*PREGUNTAS*
1 > Responda brevemente, según el texto sobre la iglesia de Svalbard:
(a) ¿En qué año se convirtió Limstrand en pastora de Svalbard Kirke?
(b) ¿Qué nombre recibió la hija de la familia hindú y de dónde proviene?
(c) ¿A qué distancia de Longyearbyen se encuentra Green Dog?
2 > Prosiga el texto sobre la iglesia de Svalbard a partir de su última oración.

*TEXTO DE ANÁLISIS*
────────
Rotevatn es ahora el director de Svalbard Folkehøgskole, una institución de educación superior alternativa en Longyearbyen que espera que funcione de la manera más “verde” posible, incluso con paneles solares. Durante varios meses en primavera y verano, el sol nunca se pone en Svalbard, así como nunca sale en invierno.
En esa oscuridad constante, mantener una luz encendida se convierte en más que una metáfora para Svalbard Kirke.
“La apertura física y la accesibilidad para mí no sólo simbolizan, sino que también son… un ideal de lo que debe ser una iglesia”, afirma Limstrand, quien se convirtió en pastora aquí en 2019, casi 30 años después de su ordenación. “La gente puede venir completamente bajo sus propios términos”.
Entre una veintena de feligreses en una misa de domingo por la tarde a mediados de enero se encontraba una familia hindú del estado indio de Uttar Pradesh: dos científicos y su hija de 18 meses, a quien llamaron Svalbie por el archipiélago.
“Dios es Dios, no importa en qué religión. Nos sentimos bien, en paz y tranquilos, parecido a como nos sentimos cuando vamos al templo”, explica la química ambiental Neelu Singh.
Ella y Svalbie comenzaron a asistir a la iglesia para la “hora de canto para bebés” semanal. Con el acompañamiento del piano de la iglesia, los padres nuevos le cantan a sus bebés en círculo antes de compartir el almuerzo con la pastora y el personal de la iglesia.
“Te sientes conectado con la comunidad y tienes la oportunidad de socializar”, afirma Singh, quien cree que la suya era la única familia india en Longyearbyen cuando se mudaron aquí hace cuatro años.
Lo que la pastora Limstrand llama “hospitalidad espiritual” también se extiende hacia el exterior de la iglesia de tablones de madera rojos.
Antes de la pandemia, ella recibía visitas periódicas de sacerdotes católicos y ortodoxos para ministrar a sus congregaciones, incluidos polacos en estaciones de investigación remotas, rusos y ucranianos en Barentsburg, y algunos trabajadores filipinos en el único supermercado de la ciudad quienes recientemente recordaron con alegría esos momentos.
La propia pastora viaja para celebrar servicios fuera de la iglesia, incluso una vez en Green Dog, un puesto para trineos tirados por perros en un amplio valle a casi 10 kilómetros de Longyearbyen.
────────
*REGISTROS PROPORCIONADOS*
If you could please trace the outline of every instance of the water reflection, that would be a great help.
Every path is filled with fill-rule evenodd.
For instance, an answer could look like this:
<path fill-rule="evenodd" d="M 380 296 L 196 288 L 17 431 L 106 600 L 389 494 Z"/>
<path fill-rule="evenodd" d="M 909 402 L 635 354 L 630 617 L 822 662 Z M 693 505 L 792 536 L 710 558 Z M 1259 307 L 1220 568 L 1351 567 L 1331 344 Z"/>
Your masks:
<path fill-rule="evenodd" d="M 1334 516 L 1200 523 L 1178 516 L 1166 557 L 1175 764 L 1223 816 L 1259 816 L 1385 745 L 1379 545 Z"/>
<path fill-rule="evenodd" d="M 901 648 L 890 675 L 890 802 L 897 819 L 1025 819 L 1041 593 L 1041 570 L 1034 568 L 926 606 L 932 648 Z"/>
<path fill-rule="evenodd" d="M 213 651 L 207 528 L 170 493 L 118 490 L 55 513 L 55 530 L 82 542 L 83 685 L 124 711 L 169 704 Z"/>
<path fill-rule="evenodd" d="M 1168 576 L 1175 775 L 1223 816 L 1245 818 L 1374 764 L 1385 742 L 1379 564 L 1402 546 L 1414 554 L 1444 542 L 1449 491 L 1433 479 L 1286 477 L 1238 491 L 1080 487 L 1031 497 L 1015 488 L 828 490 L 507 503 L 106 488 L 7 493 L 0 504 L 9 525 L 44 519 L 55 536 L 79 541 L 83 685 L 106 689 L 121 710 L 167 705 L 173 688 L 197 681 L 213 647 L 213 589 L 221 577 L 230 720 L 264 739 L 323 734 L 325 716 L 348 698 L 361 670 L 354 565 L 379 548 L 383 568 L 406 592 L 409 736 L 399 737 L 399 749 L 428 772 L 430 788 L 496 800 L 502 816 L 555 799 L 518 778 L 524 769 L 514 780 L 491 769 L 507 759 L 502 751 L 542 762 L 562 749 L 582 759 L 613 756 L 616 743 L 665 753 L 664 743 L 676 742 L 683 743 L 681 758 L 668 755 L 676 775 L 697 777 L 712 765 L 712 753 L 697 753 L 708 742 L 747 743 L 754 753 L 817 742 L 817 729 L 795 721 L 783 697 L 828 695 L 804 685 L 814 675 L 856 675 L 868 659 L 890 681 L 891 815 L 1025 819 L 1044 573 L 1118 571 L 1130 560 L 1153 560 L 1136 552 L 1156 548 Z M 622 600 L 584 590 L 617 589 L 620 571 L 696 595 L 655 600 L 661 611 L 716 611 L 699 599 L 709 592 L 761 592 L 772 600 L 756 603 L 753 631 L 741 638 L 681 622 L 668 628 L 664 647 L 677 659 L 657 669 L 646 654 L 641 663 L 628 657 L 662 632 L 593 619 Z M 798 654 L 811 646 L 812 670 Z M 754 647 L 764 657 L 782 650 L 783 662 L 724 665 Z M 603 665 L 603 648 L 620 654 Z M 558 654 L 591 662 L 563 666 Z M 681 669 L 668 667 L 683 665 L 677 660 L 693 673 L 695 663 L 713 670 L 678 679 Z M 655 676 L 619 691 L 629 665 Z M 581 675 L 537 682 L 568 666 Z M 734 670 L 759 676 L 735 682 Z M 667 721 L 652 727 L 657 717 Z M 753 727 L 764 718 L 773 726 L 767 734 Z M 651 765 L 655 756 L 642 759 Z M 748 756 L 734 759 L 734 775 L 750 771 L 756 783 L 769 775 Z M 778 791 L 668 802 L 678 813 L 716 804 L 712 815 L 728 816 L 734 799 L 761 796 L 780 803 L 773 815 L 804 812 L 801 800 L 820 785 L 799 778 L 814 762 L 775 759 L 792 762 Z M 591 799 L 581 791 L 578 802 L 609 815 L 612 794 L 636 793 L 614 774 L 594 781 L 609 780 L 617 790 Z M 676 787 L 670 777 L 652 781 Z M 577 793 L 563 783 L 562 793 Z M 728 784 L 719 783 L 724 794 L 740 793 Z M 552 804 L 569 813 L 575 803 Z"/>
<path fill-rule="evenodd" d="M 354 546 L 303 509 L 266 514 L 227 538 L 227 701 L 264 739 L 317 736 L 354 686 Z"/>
────────
*RESULTADOS DEL EJERCICIO*
1 >
(a) En 2019.
(b) Svalbie, por el archipiélago.
(c) A casi 10 kilómetros.

2 >
“¿A cuántos sacerdotes les puedes pedir que vengan a un patio de perros a -11 (grados Celsius, 12 grados Fahrenheit) para bautizar a dos niños?”, pregunta su madre, Karina Bernlow, quien dirige Green Dog con su esposo y que llegó a Svalbard hace 11 años tras una temporada en Groenlandia.
En este tiempo, Bernlow ya ha visto a Longyearbyen transformarse de una comunidad donde familias mineras vivieron durante generaciones y extendieron una cálida bienvenida a los forasteros, a una mezcla de trabajadores temporales que casi nunca se reúnen fuera de sus trabajos. “Un lugar sin historia, en eso se está convirtiendo. Puedo ver cómo está desapareciendo”, prosigue mientras el viento —y los perros— aullaban fuera de una cabaña de troncos cerca de su jardín. Luces brillantes marcaban la entrada a la última mina operada por Noruega en la ladera opuesta de la montaña.
“La iglesia construye puentes. Un lugar como este, con tantas nacionalidades, es realmente importante tenerlo”, agrega. “No voy a la iglesia muy a menudo, pero sé que está allí si la necesito”.
Ese es exactamente el tipo de iglesia que Limstrand quiere fomentar para servir a esta comunidad cambiante.
Aquí, las personas se sienten como en casa cuando vienen a adorar junto al altar lleno de rosas, porque ya han asistido a un concierto, a una reunión comunitaria o a la hora del café del martes por la noche, cuando los waffles recién hechos en la plancha se cubren con brunost: el queso tradicional noruego con sabor a caramelo.
“No es la iglesia de la pastora, no es el templo de la Iglesia, no es el templo del consejo de la iglesia, sino que es nuestra iglesia”, añade Limstrand. “Es algo que se comparte, no es algo que se protege”.